Text section:
..............................
According to the provisions contained in the working document of the European Commission “Adapting to climate change: the challenge for European agriculture and rural areas”, attached to the White Paper “Adaptation to Climate Change: Towards a European framework action”, it is expected that in the coming decades the agriculture sector suffers the negatives influences of climate change both globally and in the EU itself.


Mainly due to the variability of weather conditions associated with crops, some facts as the increase in the concentration of CO2 in the atmosphere, the higher temperatures, changes in the annual and seasonal patterns of rainfall as well as the frequency of extreme events will affect the volume, quality and stability of food production and natural environment where agriculture is practiced, with a clear impact on the availability of water resources, on the prevalence of pests and diseases and on the status of the soils.


These effects are expected to get worse as climate change accelerates, which certainly is forcing farms to adapt to new conditions through technological and management solutions (new production schedules, new crop varieties, valorization of by-products, optimization of the use of resources such as water, sustainable criteria in the use of chemicals, etc.). However, over the time it will be increasingly necessary to apply policies and measures in a full-sector scale and responding to national needs in climate change adaptation.
..............................
Image point grounding data:
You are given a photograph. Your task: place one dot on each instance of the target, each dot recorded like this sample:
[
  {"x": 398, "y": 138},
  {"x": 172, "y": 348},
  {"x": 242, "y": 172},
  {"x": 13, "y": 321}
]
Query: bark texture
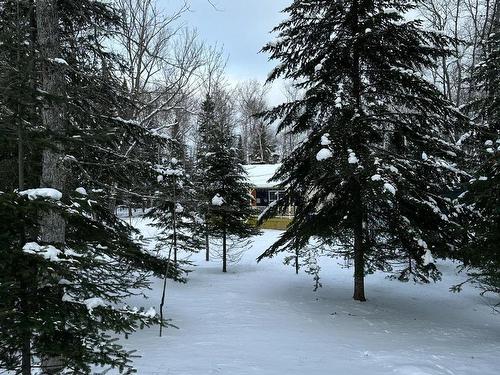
[{"x": 52, "y": 224}]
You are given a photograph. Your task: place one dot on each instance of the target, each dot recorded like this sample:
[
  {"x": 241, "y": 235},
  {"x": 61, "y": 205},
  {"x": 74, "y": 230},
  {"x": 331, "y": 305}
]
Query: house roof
[{"x": 260, "y": 174}]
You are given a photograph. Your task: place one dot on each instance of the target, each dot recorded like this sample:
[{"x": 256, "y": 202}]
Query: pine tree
[
  {"x": 176, "y": 213},
  {"x": 481, "y": 254},
  {"x": 221, "y": 178},
  {"x": 262, "y": 145},
  {"x": 62, "y": 288},
  {"x": 378, "y": 159}
]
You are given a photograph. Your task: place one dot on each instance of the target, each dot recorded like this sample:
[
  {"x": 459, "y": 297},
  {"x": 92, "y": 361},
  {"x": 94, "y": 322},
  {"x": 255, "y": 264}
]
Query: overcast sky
[{"x": 242, "y": 27}]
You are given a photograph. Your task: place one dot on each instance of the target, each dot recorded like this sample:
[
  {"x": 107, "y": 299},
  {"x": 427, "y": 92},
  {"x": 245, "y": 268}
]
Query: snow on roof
[{"x": 260, "y": 174}]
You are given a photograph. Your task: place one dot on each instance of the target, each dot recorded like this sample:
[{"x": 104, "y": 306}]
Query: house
[{"x": 263, "y": 191}]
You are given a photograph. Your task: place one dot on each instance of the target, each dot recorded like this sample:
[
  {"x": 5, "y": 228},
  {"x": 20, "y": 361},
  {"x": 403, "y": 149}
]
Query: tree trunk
[
  {"x": 224, "y": 248},
  {"x": 207, "y": 243},
  {"x": 358, "y": 214},
  {"x": 52, "y": 224},
  {"x": 359, "y": 248},
  {"x": 297, "y": 261}
]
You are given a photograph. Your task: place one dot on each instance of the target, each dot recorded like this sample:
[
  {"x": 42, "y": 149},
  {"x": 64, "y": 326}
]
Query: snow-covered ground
[{"x": 263, "y": 319}]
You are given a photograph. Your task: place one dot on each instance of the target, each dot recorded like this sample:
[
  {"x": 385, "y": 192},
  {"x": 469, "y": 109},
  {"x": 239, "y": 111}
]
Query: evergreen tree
[
  {"x": 176, "y": 212},
  {"x": 481, "y": 254},
  {"x": 378, "y": 160},
  {"x": 262, "y": 144},
  {"x": 224, "y": 188},
  {"x": 67, "y": 264}
]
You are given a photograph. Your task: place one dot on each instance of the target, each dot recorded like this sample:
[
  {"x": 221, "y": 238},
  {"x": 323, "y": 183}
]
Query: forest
[{"x": 159, "y": 215}]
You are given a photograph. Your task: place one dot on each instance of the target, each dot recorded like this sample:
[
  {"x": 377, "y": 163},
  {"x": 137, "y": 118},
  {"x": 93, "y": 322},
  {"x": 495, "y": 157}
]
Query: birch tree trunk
[{"x": 52, "y": 225}]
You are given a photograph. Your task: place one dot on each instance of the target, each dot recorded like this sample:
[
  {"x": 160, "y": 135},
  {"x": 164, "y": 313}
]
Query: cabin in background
[{"x": 263, "y": 191}]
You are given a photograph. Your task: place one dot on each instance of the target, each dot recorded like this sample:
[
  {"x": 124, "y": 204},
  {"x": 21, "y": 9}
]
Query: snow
[
  {"x": 92, "y": 303},
  {"x": 43, "y": 193},
  {"x": 81, "y": 191},
  {"x": 325, "y": 140},
  {"x": 217, "y": 200},
  {"x": 49, "y": 252},
  {"x": 428, "y": 258},
  {"x": 58, "y": 60},
  {"x": 262, "y": 319},
  {"x": 352, "y": 158},
  {"x": 323, "y": 154},
  {"x": 259, "y": 175},
  {"x": 390, "y": 188}
]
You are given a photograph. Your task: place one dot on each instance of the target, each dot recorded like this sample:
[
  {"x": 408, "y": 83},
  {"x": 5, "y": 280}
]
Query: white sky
[{"x": 242, "y": 28}]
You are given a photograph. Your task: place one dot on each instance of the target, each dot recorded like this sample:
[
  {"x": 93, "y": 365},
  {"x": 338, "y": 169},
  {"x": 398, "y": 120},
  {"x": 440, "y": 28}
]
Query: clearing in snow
[{"x": 261, "y": 319}]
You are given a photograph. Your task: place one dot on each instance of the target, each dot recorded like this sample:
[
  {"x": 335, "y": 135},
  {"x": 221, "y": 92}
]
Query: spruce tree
[
  {"x": 379, "y": 159},
  {"x": 176, "y": 213},
  {"x": 481, "y": 253},
  {"x": 221, "y": 178},
  {"x": 262, "y": 144},
  {"x": 62, "y": 288}
]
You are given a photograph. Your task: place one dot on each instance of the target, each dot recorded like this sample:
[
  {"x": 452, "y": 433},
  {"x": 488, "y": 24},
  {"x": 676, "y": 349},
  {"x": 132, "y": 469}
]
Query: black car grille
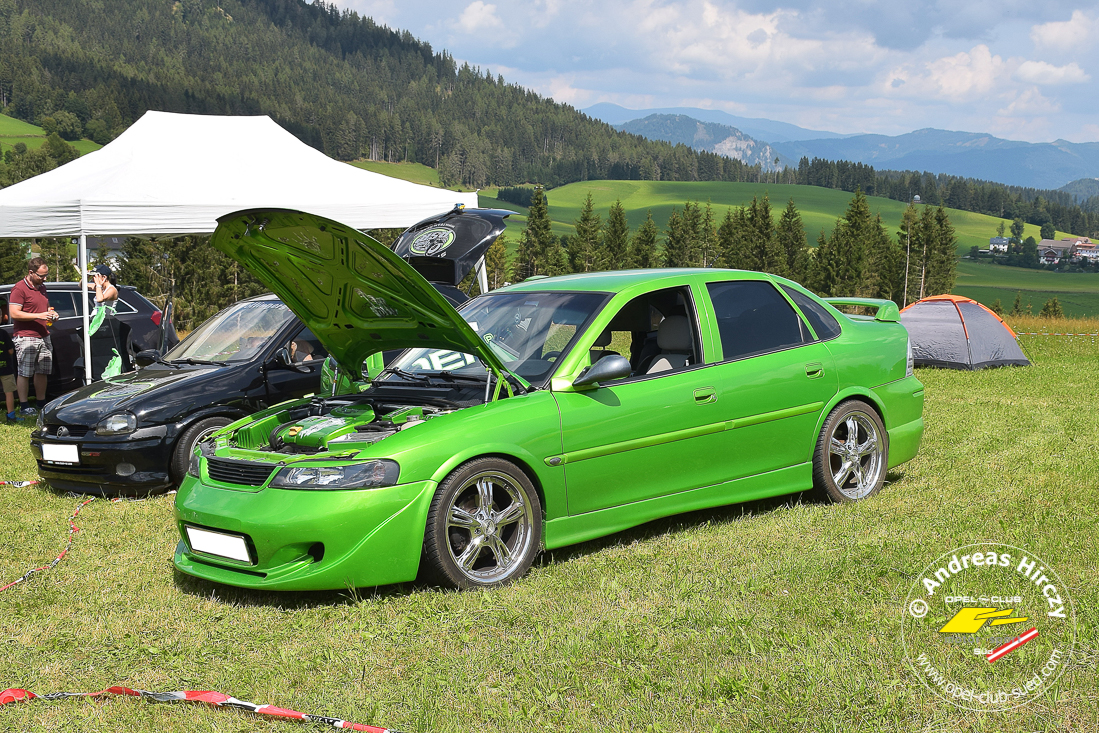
[
  {"x": 243, "y": 473},
  {"x": 66, "y": 431}
]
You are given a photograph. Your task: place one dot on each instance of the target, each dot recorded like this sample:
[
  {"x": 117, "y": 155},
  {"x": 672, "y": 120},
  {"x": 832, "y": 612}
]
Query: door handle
[{"x": 706, "y": 395}]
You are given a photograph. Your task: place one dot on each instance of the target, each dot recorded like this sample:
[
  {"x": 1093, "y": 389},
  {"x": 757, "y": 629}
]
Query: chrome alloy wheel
[
  {"x": 855, "y": 455},
  {"x": 489, "y": 528}
]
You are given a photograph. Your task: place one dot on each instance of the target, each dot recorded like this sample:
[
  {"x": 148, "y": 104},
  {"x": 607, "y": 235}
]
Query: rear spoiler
[{"x": 885, "y": 310}]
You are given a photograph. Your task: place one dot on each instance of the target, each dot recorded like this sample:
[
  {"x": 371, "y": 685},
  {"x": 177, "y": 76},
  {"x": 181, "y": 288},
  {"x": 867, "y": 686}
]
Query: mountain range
[
  {"x": 712, "y": 136},
  {"x": 967, "y": 154}
]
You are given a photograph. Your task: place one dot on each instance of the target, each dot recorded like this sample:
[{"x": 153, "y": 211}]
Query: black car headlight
[
  {"x": 120, "y": 423},
  {"x": 366, "y": 475}
]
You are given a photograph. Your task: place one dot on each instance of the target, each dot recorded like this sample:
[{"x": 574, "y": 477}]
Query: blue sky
[{"x": 1018, "y": 69}]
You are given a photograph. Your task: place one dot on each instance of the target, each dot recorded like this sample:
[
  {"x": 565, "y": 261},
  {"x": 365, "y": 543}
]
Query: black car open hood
[{"x": 445, "y": 248}]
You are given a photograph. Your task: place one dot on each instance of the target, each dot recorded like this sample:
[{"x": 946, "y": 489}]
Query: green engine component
[{"x": 315, "y": 432}]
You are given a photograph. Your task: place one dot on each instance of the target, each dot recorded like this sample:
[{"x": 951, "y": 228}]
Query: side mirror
[
  {"x": 145, "y": 357},
  {"x": 604, "y": 369},
  {"x": 282, "y": 356}
]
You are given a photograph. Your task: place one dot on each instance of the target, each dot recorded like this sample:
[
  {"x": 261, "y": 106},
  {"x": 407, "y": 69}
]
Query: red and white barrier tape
[
  {"x": 73, "y": 530},
  {"x": 217, "y": 699}
]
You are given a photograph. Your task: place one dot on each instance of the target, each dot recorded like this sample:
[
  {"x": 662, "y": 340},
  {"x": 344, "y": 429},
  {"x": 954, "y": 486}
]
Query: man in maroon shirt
[{"x": 31, "y": 315}]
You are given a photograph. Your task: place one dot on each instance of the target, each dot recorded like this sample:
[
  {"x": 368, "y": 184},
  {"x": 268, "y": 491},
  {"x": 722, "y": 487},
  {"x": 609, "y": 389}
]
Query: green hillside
[
  {"x": 13, "y": 131},
  {"x": 820, "y": 207}
]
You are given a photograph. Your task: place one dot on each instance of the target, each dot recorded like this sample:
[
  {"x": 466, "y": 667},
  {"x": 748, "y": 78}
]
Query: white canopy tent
[{"x": 176, "y": 174}]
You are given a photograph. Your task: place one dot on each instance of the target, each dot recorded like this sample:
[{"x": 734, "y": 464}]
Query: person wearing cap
[{"x": 103, "y": 282}]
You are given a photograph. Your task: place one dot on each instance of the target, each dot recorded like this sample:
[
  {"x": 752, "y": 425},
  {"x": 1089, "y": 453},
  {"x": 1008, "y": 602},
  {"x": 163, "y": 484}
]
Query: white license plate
[
  {"x": 60, "y": 454},
  {"x": 215, "y": 543}
]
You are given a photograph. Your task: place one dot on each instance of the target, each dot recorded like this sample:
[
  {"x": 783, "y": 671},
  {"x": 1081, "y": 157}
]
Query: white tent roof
[{"x": 176, "y": 174}]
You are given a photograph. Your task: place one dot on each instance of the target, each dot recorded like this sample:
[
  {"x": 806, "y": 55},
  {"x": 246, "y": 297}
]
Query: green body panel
[
  {"x": 356, "y": 296},
  {"x": 602, "y": 458}
]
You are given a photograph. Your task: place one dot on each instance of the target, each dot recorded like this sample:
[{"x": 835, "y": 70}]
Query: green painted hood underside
[{"x": 356, "y": 296}]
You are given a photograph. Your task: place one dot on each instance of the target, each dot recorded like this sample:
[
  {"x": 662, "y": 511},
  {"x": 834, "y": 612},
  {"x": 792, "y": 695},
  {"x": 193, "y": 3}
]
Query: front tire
[
  {"x": 187, "y": 442},
  {"x": 484, "y": 526},
  {"x": 852, "y": 453}
]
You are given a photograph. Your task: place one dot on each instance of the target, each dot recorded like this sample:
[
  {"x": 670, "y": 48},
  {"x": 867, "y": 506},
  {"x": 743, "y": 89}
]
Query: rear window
[
  {"x": 753, "y": 318},
  {"x": 823, "y": 323}
]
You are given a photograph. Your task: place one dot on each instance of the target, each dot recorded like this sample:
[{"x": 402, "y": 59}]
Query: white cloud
[
  {"x": 1042, "y": 73},
  {"x": 479, "y": 17},
  {"x": 1074, "y": 34}
]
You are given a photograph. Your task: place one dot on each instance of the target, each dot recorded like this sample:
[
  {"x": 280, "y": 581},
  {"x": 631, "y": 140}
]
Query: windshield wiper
[
  {"x": 404, "y": 375},
  {"x": 197, "y": 362}
]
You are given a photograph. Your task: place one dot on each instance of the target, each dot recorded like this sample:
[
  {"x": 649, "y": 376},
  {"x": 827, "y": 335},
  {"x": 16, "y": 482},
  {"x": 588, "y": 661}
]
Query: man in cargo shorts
[{"x": 31, "y": 315}]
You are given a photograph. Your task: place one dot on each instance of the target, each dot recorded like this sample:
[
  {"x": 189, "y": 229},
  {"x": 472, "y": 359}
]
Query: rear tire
[
  {"x": 191, "y": 436},
  {"x": 484, "y": 526},
  {"x": 852, "y": 453}
]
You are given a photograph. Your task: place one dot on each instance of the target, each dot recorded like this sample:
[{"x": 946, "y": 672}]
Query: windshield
[
  {"x": 236, "y": 334},
  {"x": 528, "y": 331}
]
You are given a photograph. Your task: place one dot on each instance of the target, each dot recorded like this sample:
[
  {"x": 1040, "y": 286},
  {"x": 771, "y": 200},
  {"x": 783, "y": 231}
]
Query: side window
[
  {"x": 753, "y": 318},
  {"x": 656, "y": 332},
  {"x": 823, "y": 323},
  {"x": 306, "y": 347},
  {"x": 62, "y": 300}
]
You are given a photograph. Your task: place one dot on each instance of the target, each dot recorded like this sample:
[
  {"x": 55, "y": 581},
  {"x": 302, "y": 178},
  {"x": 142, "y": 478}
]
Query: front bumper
[
  {"x": 147, "y": 451},
  {"x": 303, "y": 540}
]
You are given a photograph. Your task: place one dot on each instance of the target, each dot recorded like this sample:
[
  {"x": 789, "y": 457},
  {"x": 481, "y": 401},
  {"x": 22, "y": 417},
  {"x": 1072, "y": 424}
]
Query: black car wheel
[
  {"x": 484, "y": 526},
  {"x": 191, "y": 436},
  {"x": 852, "y": 453}
]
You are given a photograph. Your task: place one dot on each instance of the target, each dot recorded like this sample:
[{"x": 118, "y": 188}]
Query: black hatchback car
[
  {"x": 135, "y": 433},
  {"x": 145, "y": 328}
]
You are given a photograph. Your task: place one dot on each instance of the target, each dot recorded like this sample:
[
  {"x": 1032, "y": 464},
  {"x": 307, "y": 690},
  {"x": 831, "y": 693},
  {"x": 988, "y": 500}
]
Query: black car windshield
[
  {"x": 236, "y": 334},
  {"x": 528, "y": 331}
]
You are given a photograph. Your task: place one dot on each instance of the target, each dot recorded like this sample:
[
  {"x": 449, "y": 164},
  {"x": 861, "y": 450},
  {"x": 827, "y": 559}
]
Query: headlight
[
  {"x": 368, "y": 475},
  {"x": 121, "y": 423}
]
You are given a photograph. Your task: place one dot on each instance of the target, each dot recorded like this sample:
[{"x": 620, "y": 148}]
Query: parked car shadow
[{"x": 668, "y": 525}]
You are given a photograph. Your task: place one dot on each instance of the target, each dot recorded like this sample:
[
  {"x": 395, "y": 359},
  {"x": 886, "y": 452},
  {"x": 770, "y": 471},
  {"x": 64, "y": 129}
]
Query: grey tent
[{"x": 958, "y": 333}]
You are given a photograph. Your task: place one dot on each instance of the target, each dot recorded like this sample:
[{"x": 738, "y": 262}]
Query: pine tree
[
  {"x": 496, "y": 263},
  {"x": 585, "y": 247},
  {"x": 617, "y": 239},
  {"x": 708, "y": 242},
  {"x": 766, "y": 254},
  {"x": 540, "y": 252},
  {"x": 791, "y": 239},
  {"x": 643, "y": 245},
  {"x": 677, "y": 241}
]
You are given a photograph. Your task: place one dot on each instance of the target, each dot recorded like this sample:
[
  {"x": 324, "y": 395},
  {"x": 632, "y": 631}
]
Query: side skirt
[{"x": 581, "y": 528}]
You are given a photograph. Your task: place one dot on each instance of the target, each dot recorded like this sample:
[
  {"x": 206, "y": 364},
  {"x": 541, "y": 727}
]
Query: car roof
[{"x": 618, "y": 280}]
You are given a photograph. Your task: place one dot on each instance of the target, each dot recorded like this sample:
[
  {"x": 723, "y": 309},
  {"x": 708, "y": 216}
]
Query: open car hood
[
  {"x": 445, "y": 248},
  {"x": 356, "y": 296}
]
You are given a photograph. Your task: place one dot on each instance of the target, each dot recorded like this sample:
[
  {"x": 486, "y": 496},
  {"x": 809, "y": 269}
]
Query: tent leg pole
[{"x": 82, "y": 259}]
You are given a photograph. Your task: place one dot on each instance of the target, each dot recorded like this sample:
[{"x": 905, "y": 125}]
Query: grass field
[
  {"x": 13, "y": 131},
  {"x": 776, "y": 615}
]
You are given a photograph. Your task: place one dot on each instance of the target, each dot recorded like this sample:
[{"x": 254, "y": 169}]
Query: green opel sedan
[{"x": 537, "y": 415}]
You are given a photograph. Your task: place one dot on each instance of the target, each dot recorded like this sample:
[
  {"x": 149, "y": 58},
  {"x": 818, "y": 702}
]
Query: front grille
[
  {"x": 73, "y": 431},
  {"x": 244, "y": 473}
]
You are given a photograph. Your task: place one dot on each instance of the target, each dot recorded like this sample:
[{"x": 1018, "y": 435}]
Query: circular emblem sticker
..............................
Problems to work on:
[a] In the text on climate change and agriculture, which White Paper is the European Commission working document attached to?
[b] Rewrite the passage of the text on climate change and agriculture from "These effects are" up to and including "climate change adaptation.", putting "agricultural holdings" in place of "farms".

Solved problems:
[a] It is attached to the White Paper "Adaptation to Climate Change: Towards a European framework action".

[b]
These effects are expected to get worse as climate change accelerates, which certainly is forcing agricultural holdings to adapt to new conditions through technological and management solutions (new production schedules, new crop varieties, valorization of by-products, optimization of the use of resources such as water, sustainable criteria in the use of chemicals, etc.). However, over the time it will be increasingly necessary to apply policies and measures in a full-sector scale and responding to national needs in climate change adaptation.